** To do **
Nothing should be left out: write out the whole listing exactly.

** Exercise data **
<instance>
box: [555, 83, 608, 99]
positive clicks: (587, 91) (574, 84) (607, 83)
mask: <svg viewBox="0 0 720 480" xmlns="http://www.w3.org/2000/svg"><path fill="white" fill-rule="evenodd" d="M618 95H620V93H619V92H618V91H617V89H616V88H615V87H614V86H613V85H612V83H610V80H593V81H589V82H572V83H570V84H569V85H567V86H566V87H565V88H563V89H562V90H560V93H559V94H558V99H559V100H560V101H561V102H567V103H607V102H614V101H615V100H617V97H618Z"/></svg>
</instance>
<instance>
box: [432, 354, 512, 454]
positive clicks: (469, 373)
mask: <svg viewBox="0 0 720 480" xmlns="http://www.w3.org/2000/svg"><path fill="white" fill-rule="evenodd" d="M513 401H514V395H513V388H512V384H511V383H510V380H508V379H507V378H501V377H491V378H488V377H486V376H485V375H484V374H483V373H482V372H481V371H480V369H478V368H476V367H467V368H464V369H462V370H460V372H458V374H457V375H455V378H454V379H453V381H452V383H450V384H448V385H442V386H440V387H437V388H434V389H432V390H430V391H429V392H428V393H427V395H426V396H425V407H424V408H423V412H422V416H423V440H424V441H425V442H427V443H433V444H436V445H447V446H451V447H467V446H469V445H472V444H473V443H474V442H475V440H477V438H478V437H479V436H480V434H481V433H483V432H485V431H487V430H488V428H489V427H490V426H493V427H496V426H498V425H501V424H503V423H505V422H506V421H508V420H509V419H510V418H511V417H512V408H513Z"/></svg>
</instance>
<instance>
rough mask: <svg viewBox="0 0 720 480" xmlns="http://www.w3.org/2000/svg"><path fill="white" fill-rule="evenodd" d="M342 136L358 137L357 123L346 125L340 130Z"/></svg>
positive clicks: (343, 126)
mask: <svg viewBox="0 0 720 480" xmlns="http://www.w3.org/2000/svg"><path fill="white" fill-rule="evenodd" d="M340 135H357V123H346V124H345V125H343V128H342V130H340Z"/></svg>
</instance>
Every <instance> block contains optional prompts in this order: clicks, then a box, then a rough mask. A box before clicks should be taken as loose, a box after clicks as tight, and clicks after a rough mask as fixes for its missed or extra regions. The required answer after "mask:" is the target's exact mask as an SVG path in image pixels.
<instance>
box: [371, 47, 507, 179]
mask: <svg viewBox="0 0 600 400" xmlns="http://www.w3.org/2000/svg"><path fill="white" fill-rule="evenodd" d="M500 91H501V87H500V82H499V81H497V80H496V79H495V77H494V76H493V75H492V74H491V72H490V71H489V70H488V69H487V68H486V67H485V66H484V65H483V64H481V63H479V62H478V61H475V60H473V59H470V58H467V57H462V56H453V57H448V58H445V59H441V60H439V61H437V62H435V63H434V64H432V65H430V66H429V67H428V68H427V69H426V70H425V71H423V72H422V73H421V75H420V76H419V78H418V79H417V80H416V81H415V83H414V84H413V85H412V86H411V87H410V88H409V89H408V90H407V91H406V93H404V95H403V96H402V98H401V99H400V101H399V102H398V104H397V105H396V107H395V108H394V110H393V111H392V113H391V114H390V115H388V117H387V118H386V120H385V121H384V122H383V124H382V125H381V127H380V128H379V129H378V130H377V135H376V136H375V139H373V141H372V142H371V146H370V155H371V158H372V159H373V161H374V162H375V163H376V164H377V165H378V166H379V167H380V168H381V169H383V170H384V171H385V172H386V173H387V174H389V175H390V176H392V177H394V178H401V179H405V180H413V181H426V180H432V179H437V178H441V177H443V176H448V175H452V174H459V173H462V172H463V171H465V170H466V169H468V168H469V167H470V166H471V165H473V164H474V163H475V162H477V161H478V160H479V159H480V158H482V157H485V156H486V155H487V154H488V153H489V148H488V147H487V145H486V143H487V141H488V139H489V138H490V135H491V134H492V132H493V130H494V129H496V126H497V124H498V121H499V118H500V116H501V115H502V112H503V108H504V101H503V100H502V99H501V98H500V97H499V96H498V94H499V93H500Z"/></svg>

** Output of the task **
<instance>
box: [555, 83, 608, 99]
positive clicks: (587, 91) (574, 84) (607, 83)
mask: <svg viewBox="0 0 720 480" xmlns="http://www.w3.org/2000/svg"><path fill="white" fill-rule="evenodd" d="M618 95H620V93H619V92H618V91H617V89H616V88H615V87H614V86H613V85H612V83H610V80H593V81H589V82H572V83H570V84H569V85H567V86H566V87H565V88H563V89H562V90H560V93H559V94H558V99H559V100H560V101H561V102H567V103H607V102H614V101H615V100H617V97H618Z"/></svg>
</instance>
<instance>
box: [432, 354, 512, 454]
positive clicks: (469, 373)
mask: <svg viewBox="0 0 720 480" xmlns="http://www.w3.org/2000/svg"><path fill="white" fill-rule="evenodd" d="M513 401H514V395H513V388H512V384H511V383H510V380H508V379H507V378H501V377H491V378H488V377H486V376H485V375H484V374H483V373H482V372H481V371H480V369H478V368H476V367H467V368H464V369H462V370H460V372H458V374H457V375H455V378H454V379H453V381H452V383H450V384H448V385H442V386H440V387H437V388H434V389H432V390H430V391H429V392H428V393H427V395H426V396H425V407H424V408H423V412H422V416H423V440H424V441H425V442H427V443H433V444H436V445H447V446H451V447H467V446H469V445H472V444H473V443H474V442H475V440H477V438H478V437H479V436H480V434H481V433H483V432H485V431H487V430H488V428H489V427H490V426H493V427H496V426H498V425H501V424H503V423H505V422H506V421H508V420H509V419H510V418H511V417H512V408H513Z"/></svg>
</instance>
<instance>
rough mask: <svg viewBox="0 0 720 480" xmlns="http://www.w3.org/2000/svg"><path fill="white" fill-rule="evenodd" d="M342 136L358 137L357 123L346 125L340 130Z"/></svg>
positive clicks: (343, 126)
mask: <svg viewBox="0 0 720 480" xmlns="http://www.w3.org/2000/svg"><path fill="white" fill-rule="evenodd" d="M340 135H357V123H346V124H345V125H343V128H342V130H340Z"/></svg>
</instance>
Every <instance> block contains optional prompts in this order: clicks, then a box, then a rough mask. A box before clicks should be taken as loose, a box after clicks as tight, and clicks after a rough mask as fixes for its missed or extra regions. The required answer after "mask:" is the target's exact mask as an SVG path in image pixels.
<instance>
box: [371, 47, 507, 179]
mask: <svg viewBox="0 0 600 400" xmlns="http://www.w3.org/2000/svg"><path fill="white" fill-rule="evenodd" d="M500 91H501V87H500V82H499V81H497V80H496V79H495V77H494V76H493V75H492V74H491V72H490V71H489V70H488V69H487V68H486V67H485V66H484V65H483V64H481V63H479V62H478V61H475V60H473V59H470V58H467V57H462V56H453V57H448V58H445V59H441V60H439V61H437V62H435V63H434V64H432V65H430V66H429V67H428V68H427V69H426V70H425V71H423V72H422V73H421V75H420V76H419V78H418V79H417V80H416V81H415V83H414V84H413V85H412V86H411V87H410V88H409V89H408V90H407V91H406V93H404V95H403V96H402V98H401V99H400V101H399V102H398V104H397V105H396V107H395V108H394V110H393V111H392V113H391V114H390V115H388V117H387V118H386V120H385V121H384V122H383V124H382V125H381V127H380V128H379V129H378V130H377V135H376V136H375V139H373V141H372V142H371V146H370V155H371V158H372V159H373V161H374V162H375V163H376V164H377V165H378V166H379V167H380V168H381V169H383V170H384V171H385V172H386V173H387V174H389V175H390V176H392V177H394V178H401V179H405V180H413V181H426V180H432V179H437V178H441V177H443V176H448V175H452V174H459V173H462V172H463V171H465V170H466V169H468V168H469V167H470V166H471V165H473V164H474V163H475V162H477V161H478V160H479V159H480V158H482V157H485V156H486V155H487V154H488V153H489V148H488V147H487V145H486V143H487V141H488V139H489V138H490V135H491V134H492V132H493V130H494V129H496V126H497V124H498V121H499V118H500V116H501V115H502V112H503V108H504V101H503V100H502V99H501V98H500V97H499V96H498V94H499V93H500Z"/></svg>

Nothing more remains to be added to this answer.